** SOURCE DOCUMENT **
····················

Monday, October 11, 2010

Recipe Geek is Going on Hiatus, Sort of

In the interest of time, I'm recombining my two blogs.  I'm not sure if there's anyone who reads this one but not the other.  If you do, and don't have the link, email me at oldbiddyblogging at yahoo dot com and I'll send it to you.

Saturday, September 18, 2010

Date Nut Bread, sans nuts

Perhaps I was subliminally inspired by my recent dates with nuts from  In any case, I picked up a big bag of dates at Sam's Club with the intention of making date nut bread.  I'm breaking with tradition and posting this on both my blogs.
I used the recipe from my favorite cookbook.  I'll list it here, since I can't post a link.

Date Nut Bread

2 cups chopped dates
1 tsp baking soda
1 cup boiling water

Combine dates, water and baking soda.  Allow to sit for at least 30 minutes. The dates will soften up a lot from the combination of hot water and baking soda.  They will also fizz a little. Good times!

6 tbsp butter, melted
2/3 cup buttermilk (I used a combination of sour cream and milk since that's what I had)
1 egg
3/4 cup brown sugar
1 tsp vanilla
1 cup chopped nuts
2 cups flour
1 tsp baking powder
1/2 tsp salt

Preheat oven to 350F and grease and flour a 9" loaf pan.  Combine egg and milk and wisk to blend.  Wisk in sugar, vanilla and melted butter, then add dates and the soaking liquid.  Combine flour, baking powder and salt and mix, then add the liquid ingredients and mix until just blended.  Add nuts. Bake for 55-60 minutes.

Anyway, that's the recipe.  I have a confession to make - I forgot the nuts.  I chopped them and toasted them but forgot to add them to the batter. Perhaps it was a subliminal thing - no more dates with nuts, ever!  Perhaps I was a little distracted.  The arborist was here giving estimates to my neighbors and I.  He was a lot better looking than the guys. He can come climb my limbs any time.
In any case, the bread was really, really good.  Soaking the dates made a huge difference.  They were tender and the bread had a great, light texture and a slightly carmelly flavor.  It was by far the best date nut bread I've ever eaten, even without the nuts. I took half the loaf in to work.  It had mostly disappeared after a few hours, even though not everyone was around.   I'll definitely be making it again, but next time I will add the nuts, and probably some chocolate chips too.

Monday, September 6, 2010

Quinoa with Corn and Black Beans

It's been a while since I cooked quinoa, so I didn't remember the proper proportion of liquid to grain.  I went online to look it up, and ran across this recipe.  I had most of the ingredients on hand, and it sounded good and had very positive reviews.
I made it more or less as described in the recipe, with the following changes.  I had some fresh corn, so I used that, I didn't have any cilantro, so I omitted it, and I only used one can of beans, as recommended by many of the reviewers.

····················

** INFORMATION SHOWN **

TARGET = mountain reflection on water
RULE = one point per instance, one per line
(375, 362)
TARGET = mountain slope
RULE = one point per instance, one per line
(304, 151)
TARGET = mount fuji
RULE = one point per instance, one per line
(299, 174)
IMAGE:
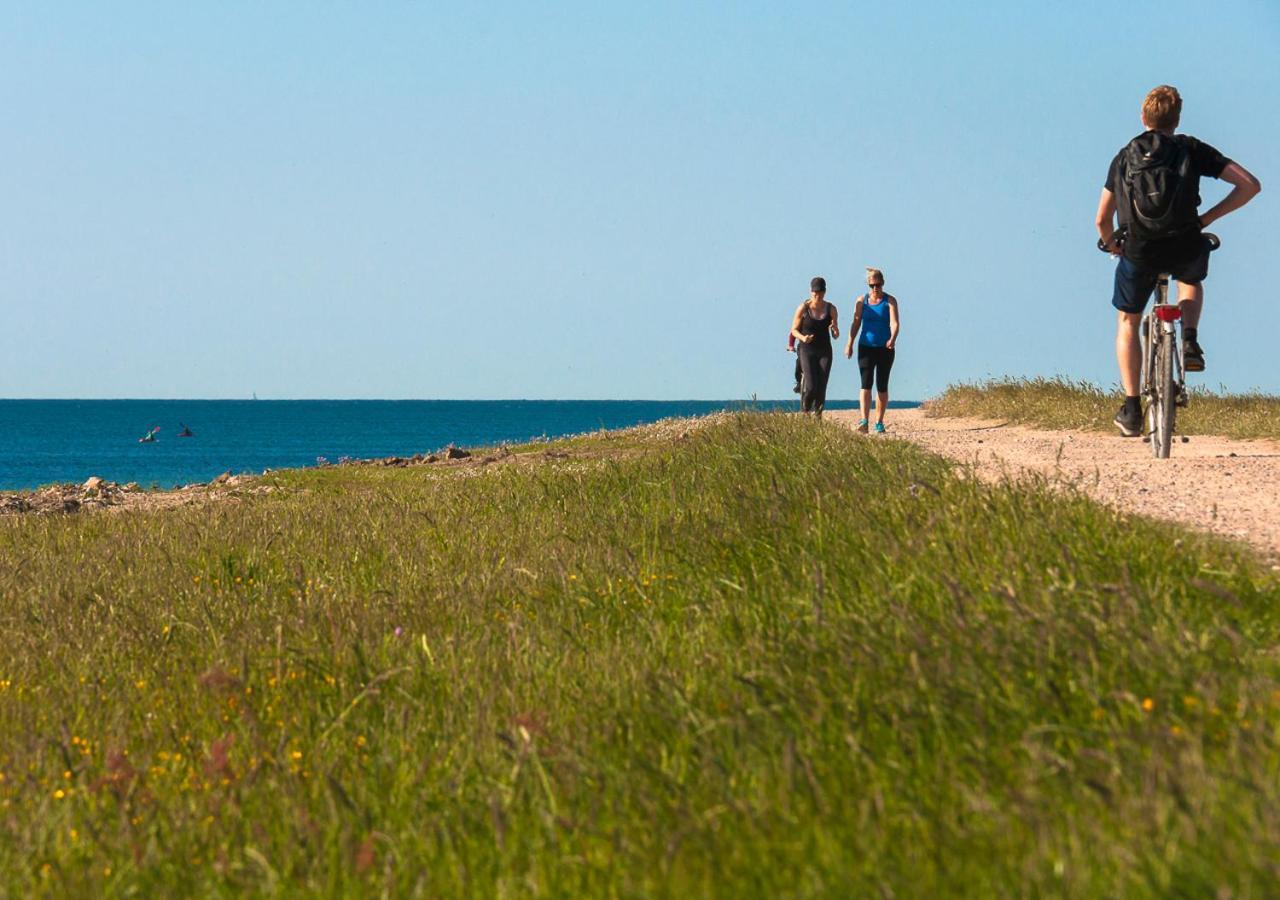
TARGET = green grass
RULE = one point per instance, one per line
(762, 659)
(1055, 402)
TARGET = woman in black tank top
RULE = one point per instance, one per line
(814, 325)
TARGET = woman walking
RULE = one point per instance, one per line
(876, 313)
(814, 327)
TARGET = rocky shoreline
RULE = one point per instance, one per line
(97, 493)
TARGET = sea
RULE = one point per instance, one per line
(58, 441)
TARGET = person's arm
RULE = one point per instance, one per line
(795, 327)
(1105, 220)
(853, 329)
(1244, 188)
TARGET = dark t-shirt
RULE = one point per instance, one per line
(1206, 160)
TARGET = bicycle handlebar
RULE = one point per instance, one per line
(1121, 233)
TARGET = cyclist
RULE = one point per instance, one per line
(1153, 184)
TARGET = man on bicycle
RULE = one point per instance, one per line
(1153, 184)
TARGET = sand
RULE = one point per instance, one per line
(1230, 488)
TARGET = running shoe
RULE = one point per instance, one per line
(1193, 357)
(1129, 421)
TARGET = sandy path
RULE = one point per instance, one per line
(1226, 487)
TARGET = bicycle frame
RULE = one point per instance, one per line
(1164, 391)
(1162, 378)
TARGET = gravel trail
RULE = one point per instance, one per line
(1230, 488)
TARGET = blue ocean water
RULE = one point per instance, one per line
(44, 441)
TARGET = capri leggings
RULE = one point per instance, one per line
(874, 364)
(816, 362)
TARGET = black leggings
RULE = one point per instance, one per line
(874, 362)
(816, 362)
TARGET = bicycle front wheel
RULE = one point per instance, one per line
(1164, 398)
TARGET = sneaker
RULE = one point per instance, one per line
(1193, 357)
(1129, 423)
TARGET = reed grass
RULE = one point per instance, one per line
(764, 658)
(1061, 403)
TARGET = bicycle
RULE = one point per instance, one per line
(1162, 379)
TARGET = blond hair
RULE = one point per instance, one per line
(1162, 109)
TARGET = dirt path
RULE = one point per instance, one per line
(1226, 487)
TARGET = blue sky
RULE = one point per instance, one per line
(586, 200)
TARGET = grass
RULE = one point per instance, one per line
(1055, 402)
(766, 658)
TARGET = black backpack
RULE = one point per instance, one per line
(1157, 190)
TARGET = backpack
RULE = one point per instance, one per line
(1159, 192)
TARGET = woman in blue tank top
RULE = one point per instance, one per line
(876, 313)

····················

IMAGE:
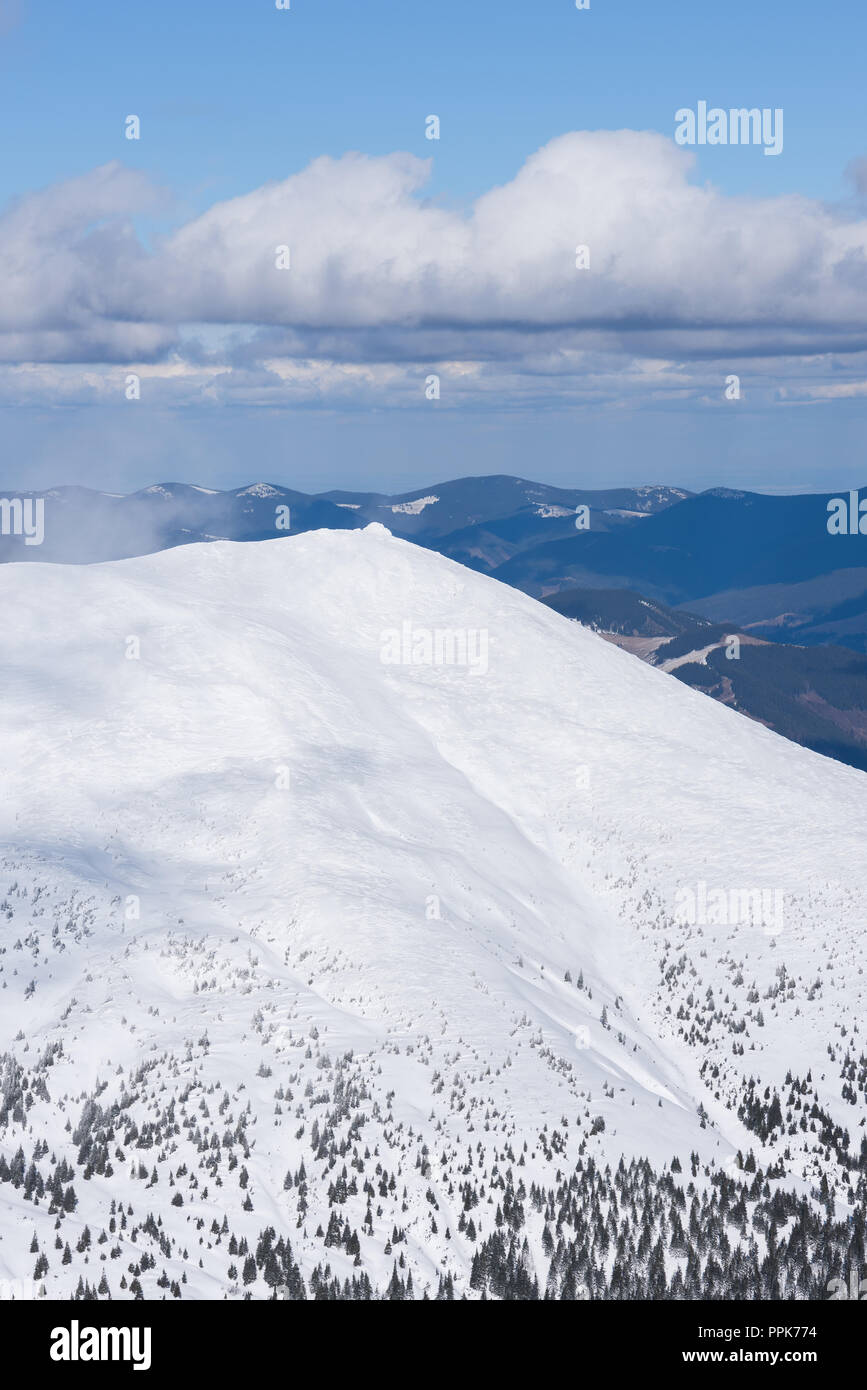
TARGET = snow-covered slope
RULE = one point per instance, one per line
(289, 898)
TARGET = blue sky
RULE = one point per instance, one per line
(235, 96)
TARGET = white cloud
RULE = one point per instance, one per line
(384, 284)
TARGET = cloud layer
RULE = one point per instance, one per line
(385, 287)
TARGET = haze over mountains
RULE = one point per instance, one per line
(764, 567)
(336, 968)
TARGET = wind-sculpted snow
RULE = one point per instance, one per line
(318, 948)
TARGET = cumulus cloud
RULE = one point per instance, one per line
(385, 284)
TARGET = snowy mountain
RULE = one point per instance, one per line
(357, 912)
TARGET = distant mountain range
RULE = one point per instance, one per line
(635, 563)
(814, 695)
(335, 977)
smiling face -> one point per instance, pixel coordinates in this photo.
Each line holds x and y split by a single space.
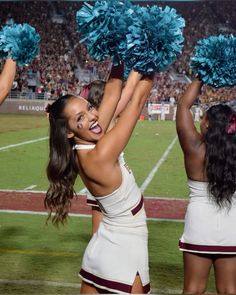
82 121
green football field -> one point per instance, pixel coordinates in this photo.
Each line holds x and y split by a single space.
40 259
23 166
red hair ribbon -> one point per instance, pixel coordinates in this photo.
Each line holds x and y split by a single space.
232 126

····················

** YOUR TASKS **
1. Give every date on which a post appears on the blog page.
2. Write out the blog page's text from "In the interest" to "send it to you.", word for word.
The records play no part in what comes next.

** SOLUTIONS PER TASK **
1.
Monday, October 11, 2010
Saturday, September 18, 2010
Monday, September 6, 2010

2.
In the interest of time, I'm recombining my two blogs.  I'm not sure if there's anyone who reads this one but not the other.  If you do, and don't have the link, email me at oldbiddyblogging at yahoo dot com and I'll send it to you.